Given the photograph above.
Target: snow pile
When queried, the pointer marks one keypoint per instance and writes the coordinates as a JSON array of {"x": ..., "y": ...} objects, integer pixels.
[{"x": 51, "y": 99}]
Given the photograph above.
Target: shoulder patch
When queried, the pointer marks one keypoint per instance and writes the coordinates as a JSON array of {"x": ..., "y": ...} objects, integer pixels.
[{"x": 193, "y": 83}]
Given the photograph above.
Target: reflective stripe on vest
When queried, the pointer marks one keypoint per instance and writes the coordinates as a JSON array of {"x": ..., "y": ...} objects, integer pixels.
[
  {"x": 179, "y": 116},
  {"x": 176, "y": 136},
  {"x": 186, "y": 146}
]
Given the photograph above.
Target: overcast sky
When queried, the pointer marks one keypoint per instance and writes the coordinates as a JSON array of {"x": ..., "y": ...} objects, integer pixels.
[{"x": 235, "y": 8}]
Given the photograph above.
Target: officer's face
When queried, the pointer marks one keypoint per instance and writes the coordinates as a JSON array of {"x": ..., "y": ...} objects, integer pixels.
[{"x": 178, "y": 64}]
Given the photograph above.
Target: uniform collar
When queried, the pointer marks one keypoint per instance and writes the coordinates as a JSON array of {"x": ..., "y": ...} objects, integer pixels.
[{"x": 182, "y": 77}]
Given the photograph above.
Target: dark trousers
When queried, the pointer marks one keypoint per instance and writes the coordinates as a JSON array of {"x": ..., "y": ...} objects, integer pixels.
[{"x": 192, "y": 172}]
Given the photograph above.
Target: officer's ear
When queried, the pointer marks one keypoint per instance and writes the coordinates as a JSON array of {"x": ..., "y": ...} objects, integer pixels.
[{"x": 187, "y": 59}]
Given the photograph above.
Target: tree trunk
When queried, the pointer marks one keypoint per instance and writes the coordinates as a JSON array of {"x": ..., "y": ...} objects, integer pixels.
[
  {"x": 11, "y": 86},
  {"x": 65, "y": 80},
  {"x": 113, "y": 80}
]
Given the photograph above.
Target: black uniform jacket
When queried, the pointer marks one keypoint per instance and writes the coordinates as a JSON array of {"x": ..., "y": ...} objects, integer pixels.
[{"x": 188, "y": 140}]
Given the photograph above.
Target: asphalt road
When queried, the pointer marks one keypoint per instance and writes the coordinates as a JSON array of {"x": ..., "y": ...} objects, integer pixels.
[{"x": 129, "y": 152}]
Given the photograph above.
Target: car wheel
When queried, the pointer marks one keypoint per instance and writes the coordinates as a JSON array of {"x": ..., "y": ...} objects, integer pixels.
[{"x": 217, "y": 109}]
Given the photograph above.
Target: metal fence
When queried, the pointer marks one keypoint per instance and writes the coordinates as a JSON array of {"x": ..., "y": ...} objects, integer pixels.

----------

-- WRITTEN PROBLEM --
How many lines in the records above contain the word "officer"? Reply with the number alone.

-- ANSWER IN FULL --
2